▶ _Text provided_
---+---
President Moon Jae-in vows to open an era with no “irregular workers” in a meeting with employees of the Incheon International Airport Corporation on May 12, 2017. [JOINT PRESS CORPS]

President Moon Jae-in vows to open an era with no “irregular workers” in a meeting with employees of the Incheon International Airport Corporation on May 12, 2017. [JOINT PRESS CORPS]

KANG KI-HEON

The author is an industry 1 team reporter of the Joongang Ilbo.
 
 
Regular and irregular jobs are not legal terms. The Labor Standard Act, the basis of labor-related laws, do not contain the terms. While they are often used in daily life, the two forms of work cannot be strictly divided. There is no internationally accepted standard for irregular jobs. The Organization for Economic Cooperation and Development identify and compare temporary workers by country, based on the temporary nature of employment.
 
In Korea, the social definition of irregular jobs dates back to 2002, when the tripartite commission among employers, unions and government classified irregular workers into three types: Temporary workers who have a labor contract indicating a fixed term or who have a contract not indicating a fixed term but cannot expect to continue working for involuntary reasons; hourly workers who work shorter hours than regular workers; and atypical workers who are dispatched or subcontracted or engaged in special forms of labor.
 
Irregular workers were classified separately because various types of work became available after the 1997 financial crisis and they needed social protection. The tripartite committee announced that the government decided to strengthen labor supervision in order to expand the application of social insurance and welfare to irregular workers and enhance their working conditions. The government began compiling statistics on the irregular workforce from 2003, based on the tripartite agreement.
---+---
(Point localization data)
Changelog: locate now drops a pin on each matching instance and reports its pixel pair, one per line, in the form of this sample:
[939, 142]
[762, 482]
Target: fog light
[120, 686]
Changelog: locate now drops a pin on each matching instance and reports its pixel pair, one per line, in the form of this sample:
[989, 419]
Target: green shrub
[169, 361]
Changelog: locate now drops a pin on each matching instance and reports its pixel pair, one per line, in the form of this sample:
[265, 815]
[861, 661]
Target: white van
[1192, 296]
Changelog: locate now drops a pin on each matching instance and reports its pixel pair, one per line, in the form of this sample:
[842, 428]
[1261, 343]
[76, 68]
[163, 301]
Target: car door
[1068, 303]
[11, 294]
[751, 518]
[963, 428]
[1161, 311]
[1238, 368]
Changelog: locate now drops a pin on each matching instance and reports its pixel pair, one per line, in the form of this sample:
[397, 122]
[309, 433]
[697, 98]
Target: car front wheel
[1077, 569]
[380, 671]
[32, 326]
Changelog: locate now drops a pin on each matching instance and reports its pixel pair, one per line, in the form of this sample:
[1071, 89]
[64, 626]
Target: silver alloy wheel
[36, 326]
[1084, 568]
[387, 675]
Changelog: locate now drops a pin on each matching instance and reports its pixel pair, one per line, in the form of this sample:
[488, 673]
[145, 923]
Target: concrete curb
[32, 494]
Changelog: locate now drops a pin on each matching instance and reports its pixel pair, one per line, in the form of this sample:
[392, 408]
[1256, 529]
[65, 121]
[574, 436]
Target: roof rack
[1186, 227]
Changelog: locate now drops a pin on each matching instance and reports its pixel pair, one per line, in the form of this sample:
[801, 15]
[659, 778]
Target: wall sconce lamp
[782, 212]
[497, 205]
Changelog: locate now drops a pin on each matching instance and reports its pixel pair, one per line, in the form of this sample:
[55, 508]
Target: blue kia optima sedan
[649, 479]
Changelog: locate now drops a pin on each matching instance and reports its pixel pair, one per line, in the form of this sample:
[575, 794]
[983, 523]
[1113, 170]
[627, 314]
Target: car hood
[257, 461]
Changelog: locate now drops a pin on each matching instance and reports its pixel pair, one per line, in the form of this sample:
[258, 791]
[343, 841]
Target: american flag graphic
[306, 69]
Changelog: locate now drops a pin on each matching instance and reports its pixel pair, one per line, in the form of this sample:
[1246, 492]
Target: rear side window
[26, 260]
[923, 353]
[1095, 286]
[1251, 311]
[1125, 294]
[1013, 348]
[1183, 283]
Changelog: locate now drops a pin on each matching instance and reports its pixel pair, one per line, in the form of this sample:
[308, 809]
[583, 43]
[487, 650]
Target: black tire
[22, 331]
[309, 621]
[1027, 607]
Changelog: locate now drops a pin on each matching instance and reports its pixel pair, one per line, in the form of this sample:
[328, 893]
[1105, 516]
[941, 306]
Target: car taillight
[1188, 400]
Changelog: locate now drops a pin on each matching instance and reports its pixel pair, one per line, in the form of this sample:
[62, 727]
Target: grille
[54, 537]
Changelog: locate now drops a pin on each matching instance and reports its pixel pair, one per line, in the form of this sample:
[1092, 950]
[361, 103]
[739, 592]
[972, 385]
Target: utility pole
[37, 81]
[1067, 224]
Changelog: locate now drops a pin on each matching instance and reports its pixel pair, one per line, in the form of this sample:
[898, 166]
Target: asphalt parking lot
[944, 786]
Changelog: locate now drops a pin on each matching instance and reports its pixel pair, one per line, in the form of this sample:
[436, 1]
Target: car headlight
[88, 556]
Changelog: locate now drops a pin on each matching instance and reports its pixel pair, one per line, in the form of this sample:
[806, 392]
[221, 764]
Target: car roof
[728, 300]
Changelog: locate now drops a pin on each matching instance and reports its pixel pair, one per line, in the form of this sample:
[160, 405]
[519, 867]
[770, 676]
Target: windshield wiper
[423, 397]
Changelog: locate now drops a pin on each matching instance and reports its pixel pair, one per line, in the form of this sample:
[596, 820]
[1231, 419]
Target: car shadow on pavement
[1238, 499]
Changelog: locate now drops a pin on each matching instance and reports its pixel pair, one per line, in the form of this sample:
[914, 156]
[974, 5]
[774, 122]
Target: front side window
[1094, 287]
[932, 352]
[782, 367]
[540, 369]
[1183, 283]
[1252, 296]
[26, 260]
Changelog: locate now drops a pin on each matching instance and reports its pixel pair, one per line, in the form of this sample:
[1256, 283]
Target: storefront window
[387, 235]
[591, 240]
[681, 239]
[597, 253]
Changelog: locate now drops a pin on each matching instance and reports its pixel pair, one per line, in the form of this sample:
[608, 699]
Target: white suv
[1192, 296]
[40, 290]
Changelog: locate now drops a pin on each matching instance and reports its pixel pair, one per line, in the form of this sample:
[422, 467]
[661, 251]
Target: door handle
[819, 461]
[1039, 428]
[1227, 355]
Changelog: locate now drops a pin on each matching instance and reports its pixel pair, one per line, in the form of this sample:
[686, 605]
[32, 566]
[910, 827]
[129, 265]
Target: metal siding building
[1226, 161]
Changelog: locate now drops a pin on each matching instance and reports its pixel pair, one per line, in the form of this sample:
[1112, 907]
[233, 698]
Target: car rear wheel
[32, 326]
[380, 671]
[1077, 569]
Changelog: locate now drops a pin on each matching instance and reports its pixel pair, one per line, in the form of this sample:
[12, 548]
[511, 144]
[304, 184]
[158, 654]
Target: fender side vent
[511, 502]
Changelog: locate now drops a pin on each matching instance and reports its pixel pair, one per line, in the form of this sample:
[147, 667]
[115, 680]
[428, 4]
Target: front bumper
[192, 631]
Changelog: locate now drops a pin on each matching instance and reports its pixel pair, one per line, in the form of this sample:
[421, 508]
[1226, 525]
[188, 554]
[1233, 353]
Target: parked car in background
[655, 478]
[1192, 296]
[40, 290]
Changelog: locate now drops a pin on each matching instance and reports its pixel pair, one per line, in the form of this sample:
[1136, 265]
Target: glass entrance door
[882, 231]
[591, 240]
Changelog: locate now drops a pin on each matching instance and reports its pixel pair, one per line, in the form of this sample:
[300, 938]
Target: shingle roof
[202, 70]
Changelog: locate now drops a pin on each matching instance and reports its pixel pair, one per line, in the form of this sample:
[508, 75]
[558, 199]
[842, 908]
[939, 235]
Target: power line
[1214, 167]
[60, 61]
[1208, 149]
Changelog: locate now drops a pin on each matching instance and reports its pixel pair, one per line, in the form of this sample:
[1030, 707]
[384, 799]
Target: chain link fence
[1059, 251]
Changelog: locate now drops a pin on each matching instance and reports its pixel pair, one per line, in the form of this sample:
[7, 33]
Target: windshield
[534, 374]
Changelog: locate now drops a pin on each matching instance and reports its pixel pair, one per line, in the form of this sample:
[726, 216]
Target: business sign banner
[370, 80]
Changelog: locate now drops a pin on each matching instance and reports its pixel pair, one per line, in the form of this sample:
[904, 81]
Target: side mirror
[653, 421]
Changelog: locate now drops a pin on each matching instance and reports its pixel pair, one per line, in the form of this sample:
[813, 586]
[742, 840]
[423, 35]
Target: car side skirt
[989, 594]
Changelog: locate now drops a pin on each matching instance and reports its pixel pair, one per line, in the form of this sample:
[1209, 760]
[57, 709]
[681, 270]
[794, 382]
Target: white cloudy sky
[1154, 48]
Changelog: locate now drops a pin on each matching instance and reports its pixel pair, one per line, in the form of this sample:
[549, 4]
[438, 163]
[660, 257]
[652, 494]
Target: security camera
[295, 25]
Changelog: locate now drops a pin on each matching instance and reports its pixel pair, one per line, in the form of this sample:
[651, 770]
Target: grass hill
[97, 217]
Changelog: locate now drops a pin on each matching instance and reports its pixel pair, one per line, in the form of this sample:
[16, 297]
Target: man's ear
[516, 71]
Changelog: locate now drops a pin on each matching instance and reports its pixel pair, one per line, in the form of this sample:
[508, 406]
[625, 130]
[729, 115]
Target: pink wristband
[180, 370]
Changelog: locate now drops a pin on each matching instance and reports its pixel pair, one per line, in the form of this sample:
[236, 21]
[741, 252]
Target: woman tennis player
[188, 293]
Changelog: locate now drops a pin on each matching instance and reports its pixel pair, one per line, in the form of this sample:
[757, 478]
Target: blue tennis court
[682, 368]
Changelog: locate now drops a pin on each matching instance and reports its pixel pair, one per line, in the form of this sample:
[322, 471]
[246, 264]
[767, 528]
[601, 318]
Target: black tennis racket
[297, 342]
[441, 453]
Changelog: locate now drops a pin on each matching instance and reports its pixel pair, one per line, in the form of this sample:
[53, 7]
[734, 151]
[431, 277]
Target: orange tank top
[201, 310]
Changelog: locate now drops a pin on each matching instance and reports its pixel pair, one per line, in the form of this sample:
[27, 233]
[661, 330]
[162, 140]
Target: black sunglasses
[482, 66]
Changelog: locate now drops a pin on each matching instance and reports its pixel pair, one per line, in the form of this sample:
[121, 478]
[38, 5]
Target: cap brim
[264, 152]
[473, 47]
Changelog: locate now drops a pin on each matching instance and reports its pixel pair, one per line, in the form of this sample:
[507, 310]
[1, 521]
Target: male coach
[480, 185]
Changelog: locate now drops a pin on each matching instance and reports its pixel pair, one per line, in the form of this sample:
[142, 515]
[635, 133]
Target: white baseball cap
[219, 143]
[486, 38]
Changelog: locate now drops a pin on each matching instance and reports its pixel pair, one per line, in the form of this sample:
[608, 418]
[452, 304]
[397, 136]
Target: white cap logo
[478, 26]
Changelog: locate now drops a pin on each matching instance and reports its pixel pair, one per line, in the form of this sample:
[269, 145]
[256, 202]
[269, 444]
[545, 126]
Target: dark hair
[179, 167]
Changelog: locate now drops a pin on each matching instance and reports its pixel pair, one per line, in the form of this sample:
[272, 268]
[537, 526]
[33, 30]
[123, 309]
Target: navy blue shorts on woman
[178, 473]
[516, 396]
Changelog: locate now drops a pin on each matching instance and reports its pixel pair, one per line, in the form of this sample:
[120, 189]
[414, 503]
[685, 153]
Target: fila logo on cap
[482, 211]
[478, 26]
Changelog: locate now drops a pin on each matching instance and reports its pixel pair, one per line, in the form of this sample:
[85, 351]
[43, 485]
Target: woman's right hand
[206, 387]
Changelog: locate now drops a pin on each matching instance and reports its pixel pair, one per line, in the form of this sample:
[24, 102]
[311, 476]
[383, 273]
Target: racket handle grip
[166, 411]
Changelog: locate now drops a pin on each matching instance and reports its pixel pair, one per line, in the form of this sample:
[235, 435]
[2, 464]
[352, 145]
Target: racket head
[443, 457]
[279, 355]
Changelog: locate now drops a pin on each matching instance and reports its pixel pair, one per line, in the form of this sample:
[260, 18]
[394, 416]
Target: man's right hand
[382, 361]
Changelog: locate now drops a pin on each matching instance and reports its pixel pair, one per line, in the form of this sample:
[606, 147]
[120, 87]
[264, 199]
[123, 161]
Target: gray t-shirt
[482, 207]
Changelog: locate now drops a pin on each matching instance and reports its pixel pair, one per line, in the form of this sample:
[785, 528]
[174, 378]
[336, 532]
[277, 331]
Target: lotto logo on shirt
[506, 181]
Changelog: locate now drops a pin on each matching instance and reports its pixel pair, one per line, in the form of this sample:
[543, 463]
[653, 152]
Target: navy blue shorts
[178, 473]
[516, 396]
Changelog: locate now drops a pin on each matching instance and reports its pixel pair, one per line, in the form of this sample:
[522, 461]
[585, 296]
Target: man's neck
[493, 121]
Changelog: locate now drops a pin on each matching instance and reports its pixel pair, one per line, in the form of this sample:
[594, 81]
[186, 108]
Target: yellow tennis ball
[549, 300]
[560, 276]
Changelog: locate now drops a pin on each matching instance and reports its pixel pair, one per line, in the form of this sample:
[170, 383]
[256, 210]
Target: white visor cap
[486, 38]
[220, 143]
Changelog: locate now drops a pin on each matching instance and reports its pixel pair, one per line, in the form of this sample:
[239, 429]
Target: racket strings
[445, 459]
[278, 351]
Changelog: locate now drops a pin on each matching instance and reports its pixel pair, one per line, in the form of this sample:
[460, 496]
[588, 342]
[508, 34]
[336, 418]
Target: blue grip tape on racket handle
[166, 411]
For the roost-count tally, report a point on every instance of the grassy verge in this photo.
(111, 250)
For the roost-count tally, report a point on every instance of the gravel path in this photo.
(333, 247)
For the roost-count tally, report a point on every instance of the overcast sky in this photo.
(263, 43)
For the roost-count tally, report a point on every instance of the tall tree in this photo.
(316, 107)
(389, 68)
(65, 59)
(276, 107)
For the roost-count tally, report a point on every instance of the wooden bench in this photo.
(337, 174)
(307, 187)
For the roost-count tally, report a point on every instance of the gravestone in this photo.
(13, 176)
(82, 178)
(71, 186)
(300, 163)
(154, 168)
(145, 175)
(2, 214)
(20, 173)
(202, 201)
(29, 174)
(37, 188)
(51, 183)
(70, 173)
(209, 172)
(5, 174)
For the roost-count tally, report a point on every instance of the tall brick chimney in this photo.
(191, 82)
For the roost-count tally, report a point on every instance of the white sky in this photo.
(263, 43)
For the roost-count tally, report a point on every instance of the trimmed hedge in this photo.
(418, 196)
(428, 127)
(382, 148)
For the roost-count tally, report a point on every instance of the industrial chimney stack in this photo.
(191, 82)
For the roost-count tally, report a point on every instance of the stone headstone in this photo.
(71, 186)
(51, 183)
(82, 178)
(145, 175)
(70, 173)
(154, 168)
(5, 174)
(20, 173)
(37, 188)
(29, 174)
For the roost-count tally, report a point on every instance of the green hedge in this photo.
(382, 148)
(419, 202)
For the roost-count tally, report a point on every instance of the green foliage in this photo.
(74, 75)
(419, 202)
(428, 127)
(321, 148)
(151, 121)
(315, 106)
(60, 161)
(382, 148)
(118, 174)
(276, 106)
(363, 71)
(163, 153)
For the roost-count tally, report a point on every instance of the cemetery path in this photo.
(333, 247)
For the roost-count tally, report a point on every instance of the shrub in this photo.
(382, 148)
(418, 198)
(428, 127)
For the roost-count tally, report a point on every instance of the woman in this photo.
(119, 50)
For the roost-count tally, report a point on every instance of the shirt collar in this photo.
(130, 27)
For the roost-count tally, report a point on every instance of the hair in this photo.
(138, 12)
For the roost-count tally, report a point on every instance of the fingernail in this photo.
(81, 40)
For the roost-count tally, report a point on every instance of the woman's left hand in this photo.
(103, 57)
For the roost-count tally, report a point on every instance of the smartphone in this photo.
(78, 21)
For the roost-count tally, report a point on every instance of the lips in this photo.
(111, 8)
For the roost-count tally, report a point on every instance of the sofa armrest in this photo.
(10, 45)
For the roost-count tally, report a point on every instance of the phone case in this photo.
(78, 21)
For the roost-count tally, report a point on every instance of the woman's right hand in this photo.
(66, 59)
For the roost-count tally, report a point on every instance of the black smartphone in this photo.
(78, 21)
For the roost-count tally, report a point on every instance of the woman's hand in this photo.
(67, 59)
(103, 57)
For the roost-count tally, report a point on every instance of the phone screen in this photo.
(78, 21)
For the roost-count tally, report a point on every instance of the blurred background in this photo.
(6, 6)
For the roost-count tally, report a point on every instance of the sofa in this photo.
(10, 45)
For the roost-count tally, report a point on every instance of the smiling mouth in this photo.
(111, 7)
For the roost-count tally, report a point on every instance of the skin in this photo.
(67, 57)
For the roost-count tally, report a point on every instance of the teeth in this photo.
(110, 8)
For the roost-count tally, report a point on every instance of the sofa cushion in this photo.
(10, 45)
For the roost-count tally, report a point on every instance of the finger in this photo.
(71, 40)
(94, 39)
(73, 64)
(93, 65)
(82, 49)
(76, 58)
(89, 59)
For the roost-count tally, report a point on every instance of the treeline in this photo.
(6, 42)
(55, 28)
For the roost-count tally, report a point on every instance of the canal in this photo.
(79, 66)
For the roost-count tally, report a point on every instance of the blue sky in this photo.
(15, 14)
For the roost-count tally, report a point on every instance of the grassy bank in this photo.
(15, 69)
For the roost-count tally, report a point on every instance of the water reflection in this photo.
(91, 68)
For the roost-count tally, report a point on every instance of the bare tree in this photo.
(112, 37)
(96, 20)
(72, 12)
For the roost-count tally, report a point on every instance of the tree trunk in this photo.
---+---
▶ _Task set_
**A)** How would you say this sentence from the column on irregular jobs in Spanish: "There is no internationally accepted standard for irregular jobs."
**B)** Can you pick up the column on irregular jobs in Korea and continue it from its final sentence?

▶ _Exercise answers_
**A)** No existe un estándar aceptado internacionalmente para los empleos irregulares.

**B)**
 
According to Statistics Korea, the number of irregular workers in Korea marked 8,066,000 as of August. It is the first time that irregular workers have exceeded 8 million. Compared to a year ago, the number increased by 640,000 from 7,426,000. Compared to August 2016, nearly a year before the start of the Moon Jae-in administration, 1.62 million people have been added. President Moon’s “zero irregular employment” pledge has fallen flat.
 
In an address to the National Assembly on Oct. 25, Moon said Korea was the first among developed countries to have recovered to the pro-pandemic level and that employment last month recovered to 99.8 percent of the level before the crisis. But he did not mention the sudden rise of irregular jobs.
 
The more than 8 million irregular jobs tell the story of the real limits on jobs created by the government budget. Also, it shows how a policy with only belief and willpower can fail. The policy for irregular jobs is still trapped in 2002.